#### YOUR INSTRUCTIONS:
Rewrite the part of the records that begins with the line containing "Where can the rooftop" and ends with the line containing "point(412, 171)", including both, as a numbered list with one line per item and blank lines omitted.

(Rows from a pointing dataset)
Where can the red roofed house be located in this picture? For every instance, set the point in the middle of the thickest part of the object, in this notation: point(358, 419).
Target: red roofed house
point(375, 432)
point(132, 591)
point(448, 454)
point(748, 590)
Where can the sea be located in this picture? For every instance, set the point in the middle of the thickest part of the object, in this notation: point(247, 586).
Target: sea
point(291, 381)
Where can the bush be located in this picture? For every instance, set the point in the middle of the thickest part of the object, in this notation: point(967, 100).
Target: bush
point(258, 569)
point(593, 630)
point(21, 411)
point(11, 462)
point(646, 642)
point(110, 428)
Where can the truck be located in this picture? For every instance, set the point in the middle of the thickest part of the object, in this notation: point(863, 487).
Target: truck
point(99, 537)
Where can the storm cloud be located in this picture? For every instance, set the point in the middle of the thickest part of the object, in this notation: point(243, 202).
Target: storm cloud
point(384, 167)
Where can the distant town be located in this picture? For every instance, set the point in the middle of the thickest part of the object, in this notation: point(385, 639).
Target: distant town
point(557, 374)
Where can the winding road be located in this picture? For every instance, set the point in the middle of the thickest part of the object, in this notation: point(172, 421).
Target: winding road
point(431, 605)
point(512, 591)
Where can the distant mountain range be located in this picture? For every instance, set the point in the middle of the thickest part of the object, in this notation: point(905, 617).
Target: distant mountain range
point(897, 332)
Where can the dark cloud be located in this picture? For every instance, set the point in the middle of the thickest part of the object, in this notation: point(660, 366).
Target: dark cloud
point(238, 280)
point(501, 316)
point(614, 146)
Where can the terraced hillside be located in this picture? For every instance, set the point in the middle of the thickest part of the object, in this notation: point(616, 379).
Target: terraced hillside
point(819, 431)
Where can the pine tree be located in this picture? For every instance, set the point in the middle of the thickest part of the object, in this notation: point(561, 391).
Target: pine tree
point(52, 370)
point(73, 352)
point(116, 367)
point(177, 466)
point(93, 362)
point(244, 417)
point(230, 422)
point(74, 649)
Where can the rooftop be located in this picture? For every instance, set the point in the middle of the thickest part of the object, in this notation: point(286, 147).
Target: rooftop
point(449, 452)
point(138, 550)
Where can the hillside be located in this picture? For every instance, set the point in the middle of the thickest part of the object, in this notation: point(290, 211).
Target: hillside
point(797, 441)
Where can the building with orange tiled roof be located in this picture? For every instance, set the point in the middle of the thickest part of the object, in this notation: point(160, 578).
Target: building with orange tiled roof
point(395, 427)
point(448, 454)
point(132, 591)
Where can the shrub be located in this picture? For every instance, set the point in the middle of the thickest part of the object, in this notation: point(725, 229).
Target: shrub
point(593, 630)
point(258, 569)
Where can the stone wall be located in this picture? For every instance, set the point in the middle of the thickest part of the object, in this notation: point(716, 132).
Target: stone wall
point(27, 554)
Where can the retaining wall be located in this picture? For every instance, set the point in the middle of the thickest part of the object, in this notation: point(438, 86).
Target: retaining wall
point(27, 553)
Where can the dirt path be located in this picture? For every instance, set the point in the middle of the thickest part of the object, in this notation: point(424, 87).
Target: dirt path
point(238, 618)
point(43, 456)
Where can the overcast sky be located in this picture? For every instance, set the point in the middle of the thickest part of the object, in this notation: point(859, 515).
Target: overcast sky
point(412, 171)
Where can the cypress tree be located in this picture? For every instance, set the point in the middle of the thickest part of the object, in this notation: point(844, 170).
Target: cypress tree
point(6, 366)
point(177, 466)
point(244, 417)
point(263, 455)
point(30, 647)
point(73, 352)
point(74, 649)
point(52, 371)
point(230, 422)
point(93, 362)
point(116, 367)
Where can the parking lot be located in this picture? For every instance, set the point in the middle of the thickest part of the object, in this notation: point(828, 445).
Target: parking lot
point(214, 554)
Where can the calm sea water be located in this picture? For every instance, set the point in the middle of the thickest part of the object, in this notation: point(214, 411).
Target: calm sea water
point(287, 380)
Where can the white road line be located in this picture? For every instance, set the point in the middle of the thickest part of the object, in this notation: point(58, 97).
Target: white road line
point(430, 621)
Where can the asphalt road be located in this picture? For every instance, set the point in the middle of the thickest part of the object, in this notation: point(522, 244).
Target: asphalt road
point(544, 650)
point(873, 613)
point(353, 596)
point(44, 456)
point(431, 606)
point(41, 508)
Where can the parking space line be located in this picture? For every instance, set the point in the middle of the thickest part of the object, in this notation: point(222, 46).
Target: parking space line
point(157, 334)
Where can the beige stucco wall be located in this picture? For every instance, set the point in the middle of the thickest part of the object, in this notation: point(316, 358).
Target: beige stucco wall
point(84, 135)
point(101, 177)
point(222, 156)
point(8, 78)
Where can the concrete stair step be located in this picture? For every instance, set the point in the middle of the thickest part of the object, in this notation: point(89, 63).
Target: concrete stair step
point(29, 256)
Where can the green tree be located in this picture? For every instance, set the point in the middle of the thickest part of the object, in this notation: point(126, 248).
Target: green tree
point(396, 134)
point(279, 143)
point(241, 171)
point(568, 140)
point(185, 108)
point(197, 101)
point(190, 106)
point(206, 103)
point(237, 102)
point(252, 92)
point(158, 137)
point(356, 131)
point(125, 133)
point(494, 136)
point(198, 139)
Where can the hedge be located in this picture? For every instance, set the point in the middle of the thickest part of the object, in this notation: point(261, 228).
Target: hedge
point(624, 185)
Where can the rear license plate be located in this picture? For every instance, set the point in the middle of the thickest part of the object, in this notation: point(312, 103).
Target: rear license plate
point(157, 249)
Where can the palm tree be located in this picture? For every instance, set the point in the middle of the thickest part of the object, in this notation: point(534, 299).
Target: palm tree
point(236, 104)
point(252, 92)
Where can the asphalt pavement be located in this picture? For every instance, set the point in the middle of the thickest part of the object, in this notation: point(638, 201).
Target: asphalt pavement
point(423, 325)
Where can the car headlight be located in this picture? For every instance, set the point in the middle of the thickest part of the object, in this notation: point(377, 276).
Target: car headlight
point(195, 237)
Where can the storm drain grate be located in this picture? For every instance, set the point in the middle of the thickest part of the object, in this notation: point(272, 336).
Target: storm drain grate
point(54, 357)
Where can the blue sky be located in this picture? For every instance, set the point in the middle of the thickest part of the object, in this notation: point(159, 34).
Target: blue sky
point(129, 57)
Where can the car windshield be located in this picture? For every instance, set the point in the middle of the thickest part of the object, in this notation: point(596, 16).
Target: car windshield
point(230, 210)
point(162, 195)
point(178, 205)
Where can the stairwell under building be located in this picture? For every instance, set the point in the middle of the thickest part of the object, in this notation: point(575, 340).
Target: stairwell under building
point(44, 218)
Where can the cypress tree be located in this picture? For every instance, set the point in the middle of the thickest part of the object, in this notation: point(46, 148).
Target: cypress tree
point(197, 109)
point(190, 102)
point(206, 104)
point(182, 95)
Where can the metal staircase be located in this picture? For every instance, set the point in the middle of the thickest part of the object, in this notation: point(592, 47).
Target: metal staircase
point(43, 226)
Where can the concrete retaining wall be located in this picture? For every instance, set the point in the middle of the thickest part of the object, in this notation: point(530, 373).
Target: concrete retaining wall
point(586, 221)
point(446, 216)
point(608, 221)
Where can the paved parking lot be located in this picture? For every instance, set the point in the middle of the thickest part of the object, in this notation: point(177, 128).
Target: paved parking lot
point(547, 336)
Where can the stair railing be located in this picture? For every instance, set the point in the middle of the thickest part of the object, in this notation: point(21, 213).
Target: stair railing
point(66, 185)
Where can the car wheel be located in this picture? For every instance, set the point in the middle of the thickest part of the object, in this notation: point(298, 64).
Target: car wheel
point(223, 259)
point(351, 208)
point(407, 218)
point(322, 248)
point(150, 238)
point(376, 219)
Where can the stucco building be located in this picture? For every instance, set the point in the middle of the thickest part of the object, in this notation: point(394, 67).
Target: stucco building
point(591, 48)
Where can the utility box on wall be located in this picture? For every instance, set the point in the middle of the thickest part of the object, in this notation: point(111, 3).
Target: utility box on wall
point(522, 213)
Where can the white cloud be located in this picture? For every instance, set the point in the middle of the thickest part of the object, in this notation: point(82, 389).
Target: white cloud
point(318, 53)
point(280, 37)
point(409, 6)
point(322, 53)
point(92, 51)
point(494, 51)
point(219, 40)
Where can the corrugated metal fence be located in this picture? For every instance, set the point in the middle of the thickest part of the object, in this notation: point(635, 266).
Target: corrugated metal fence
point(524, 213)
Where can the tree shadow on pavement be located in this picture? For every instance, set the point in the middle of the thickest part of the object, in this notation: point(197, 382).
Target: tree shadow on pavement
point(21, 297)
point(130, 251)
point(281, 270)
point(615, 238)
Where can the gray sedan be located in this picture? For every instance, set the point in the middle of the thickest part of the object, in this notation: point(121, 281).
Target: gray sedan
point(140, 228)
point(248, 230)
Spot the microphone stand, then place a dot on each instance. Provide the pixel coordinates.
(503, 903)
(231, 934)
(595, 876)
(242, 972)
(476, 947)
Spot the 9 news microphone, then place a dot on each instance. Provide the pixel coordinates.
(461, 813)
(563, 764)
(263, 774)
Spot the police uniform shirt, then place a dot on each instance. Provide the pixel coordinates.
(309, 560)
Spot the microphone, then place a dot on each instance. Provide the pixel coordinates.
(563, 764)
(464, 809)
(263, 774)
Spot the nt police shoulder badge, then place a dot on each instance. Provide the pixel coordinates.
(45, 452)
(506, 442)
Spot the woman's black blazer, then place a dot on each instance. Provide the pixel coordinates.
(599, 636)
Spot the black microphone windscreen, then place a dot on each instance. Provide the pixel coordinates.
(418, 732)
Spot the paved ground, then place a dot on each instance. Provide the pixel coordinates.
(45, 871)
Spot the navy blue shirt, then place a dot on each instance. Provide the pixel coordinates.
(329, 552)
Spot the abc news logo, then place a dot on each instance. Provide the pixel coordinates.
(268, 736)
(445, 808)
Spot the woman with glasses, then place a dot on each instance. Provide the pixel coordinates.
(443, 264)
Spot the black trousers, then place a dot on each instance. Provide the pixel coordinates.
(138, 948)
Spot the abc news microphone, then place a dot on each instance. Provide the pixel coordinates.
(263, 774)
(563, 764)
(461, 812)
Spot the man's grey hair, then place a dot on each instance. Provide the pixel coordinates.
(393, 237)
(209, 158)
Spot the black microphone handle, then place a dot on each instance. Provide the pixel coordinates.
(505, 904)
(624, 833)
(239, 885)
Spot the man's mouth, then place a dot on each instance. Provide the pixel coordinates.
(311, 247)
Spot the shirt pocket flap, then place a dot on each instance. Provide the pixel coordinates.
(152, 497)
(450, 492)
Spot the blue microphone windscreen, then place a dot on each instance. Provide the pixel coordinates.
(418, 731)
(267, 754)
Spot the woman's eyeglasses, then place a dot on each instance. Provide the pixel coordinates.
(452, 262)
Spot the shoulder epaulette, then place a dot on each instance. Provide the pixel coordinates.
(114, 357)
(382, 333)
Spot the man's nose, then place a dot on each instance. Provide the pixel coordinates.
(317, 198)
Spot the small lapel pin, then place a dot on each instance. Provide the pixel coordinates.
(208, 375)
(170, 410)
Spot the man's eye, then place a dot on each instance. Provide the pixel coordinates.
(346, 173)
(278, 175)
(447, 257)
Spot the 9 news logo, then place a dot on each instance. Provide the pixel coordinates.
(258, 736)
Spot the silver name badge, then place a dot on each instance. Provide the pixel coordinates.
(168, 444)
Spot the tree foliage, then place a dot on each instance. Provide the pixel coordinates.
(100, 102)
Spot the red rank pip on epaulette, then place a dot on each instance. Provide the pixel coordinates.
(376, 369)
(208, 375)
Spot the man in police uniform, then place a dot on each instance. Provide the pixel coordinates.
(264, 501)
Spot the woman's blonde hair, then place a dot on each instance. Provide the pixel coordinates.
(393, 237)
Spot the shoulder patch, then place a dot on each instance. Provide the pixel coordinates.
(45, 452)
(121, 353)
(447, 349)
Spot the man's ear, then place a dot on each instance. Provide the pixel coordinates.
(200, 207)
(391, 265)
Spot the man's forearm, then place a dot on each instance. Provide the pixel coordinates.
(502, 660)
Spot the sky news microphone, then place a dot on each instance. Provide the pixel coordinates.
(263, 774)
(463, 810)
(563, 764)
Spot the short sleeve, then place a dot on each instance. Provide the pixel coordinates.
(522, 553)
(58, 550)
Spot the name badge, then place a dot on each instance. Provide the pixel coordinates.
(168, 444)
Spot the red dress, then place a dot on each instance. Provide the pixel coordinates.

#### RESPONSE FOR THIS EXERCISE:
1. Where can the rooftop be located in this picture? For every instance, set the point in the middle of the thickest part of the object, in this notation: point(286, 147).
2. Target: rooftop
3. point(449, 452)
4. point(138, 550)
5. Where can the hillside be located in this picture? For every instance, set the point in the middle of the thickest part of the object, in this notation: point(290, 211).
6. Target: hillside
7. point(797, 441)
8. Where can the building with orange tiled roof be located in this picture? For every instance, set the point in the middle of the thickest part of the object, in this notation: point(160, 578).
9. Target: building with orange tiled roof
10. point(395, 427)
11. point(448, 454)
12. point(132, 591)
13. Where can the shrub be located in this picture? For every instance, set the point in the middle of the thickest part of the object, in this notation: point(725, 229).
14. Target: shrub
15. point(593, 630)
16. point(258, 569)
17. Where can the stone wall be located in this picture? For every instance, set the point in the middle of the thickest part of the object, in this notation: point(716, 132).
18. Target: stone wall
19. point(27, 554)
20. Where can the retaining wall be located in this picture? For every instance, set the point in the middle of the thickest part of the object, in this notation: point(438, 86).
21. Target: retaining wall
22. point(27, 553)
23. Where can the dirt path be located in this picture? For every instance, set the point in the middle of the thickest part of the object, in this notation: point(424, 87).
24. Target: dirt path
25. point(238, 618)
26. point(43, 456)
27. Where can the overcast sky be located in this picture? For every instance, set the point in the middle of the thickest part of the object, in this notation: point(859, 515).
28. Target: overcast sky
29. point(412, 171)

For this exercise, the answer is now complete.